SET PROBLEM:
Find each line in the entries below that contains the word "refrigerator", and copy every such line in full.

-- Start DATA EXCERPTS --

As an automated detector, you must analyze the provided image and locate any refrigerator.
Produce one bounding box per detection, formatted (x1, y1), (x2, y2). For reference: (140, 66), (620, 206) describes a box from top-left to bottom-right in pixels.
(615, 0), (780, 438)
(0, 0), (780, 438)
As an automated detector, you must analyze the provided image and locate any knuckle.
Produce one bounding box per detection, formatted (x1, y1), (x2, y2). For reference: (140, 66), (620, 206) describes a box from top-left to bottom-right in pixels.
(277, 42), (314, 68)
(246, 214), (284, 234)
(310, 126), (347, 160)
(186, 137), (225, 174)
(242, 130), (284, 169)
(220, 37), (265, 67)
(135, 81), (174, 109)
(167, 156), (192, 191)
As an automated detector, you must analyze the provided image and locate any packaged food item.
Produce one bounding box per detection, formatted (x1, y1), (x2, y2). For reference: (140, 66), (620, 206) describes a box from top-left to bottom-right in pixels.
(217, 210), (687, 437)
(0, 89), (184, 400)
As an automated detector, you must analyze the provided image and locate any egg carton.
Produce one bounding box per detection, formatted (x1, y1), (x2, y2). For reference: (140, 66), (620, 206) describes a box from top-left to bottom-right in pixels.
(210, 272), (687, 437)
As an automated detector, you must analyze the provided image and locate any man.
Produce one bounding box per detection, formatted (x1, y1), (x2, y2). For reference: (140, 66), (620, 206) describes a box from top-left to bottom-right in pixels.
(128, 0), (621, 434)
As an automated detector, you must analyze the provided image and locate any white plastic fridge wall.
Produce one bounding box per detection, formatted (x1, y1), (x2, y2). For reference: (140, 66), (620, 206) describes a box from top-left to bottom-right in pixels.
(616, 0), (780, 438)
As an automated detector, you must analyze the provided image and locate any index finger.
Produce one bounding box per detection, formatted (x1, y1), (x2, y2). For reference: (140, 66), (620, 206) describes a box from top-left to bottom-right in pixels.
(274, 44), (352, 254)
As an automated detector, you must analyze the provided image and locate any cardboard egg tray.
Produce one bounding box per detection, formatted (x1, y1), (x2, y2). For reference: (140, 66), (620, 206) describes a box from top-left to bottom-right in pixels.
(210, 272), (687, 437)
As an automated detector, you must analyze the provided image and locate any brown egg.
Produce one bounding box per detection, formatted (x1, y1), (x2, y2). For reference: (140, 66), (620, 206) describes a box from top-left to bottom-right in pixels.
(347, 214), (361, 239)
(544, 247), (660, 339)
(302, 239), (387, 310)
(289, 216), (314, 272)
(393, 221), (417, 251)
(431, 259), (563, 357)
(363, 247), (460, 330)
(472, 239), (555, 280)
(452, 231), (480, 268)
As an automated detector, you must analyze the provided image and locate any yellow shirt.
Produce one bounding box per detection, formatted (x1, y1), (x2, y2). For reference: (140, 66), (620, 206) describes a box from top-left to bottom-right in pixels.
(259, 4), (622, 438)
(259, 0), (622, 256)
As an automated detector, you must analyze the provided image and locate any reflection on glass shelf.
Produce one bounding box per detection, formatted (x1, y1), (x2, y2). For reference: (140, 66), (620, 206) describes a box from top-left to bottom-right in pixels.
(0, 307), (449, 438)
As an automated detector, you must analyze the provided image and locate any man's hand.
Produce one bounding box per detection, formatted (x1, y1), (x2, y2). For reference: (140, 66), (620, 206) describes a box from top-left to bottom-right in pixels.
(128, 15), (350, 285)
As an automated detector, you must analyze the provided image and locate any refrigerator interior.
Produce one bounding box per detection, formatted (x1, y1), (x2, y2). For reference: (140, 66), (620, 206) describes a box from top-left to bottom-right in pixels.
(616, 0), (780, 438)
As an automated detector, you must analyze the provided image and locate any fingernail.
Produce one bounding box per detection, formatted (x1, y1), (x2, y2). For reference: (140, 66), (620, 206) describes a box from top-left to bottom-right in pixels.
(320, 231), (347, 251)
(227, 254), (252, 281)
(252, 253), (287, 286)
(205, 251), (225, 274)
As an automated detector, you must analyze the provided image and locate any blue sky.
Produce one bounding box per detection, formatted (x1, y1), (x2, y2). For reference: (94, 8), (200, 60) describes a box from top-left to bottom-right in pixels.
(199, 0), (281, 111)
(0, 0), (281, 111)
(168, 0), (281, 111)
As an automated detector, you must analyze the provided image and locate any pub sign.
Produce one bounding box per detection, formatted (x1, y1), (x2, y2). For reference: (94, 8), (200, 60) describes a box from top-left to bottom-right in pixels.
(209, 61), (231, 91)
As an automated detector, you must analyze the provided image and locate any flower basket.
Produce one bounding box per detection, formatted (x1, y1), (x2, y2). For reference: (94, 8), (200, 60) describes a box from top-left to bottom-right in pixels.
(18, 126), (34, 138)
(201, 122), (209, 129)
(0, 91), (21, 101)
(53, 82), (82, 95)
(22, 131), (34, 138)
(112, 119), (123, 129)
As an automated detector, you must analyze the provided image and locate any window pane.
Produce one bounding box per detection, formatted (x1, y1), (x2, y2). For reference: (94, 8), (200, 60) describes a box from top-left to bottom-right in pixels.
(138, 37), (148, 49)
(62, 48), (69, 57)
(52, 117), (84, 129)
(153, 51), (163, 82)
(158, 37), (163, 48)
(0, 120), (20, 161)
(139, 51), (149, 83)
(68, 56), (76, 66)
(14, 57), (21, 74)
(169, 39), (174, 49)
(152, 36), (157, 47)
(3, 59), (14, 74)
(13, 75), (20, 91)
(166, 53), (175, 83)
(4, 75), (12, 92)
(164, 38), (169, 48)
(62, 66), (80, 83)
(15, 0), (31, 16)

-- End DATA EXCERPTS --

ANSWER TO THE EXERCISE:
As an automated detector, you must analyze the provided image and locate any refrigerator.
As an automated detector, you must analyze the provided image and locate any refrigerator interior.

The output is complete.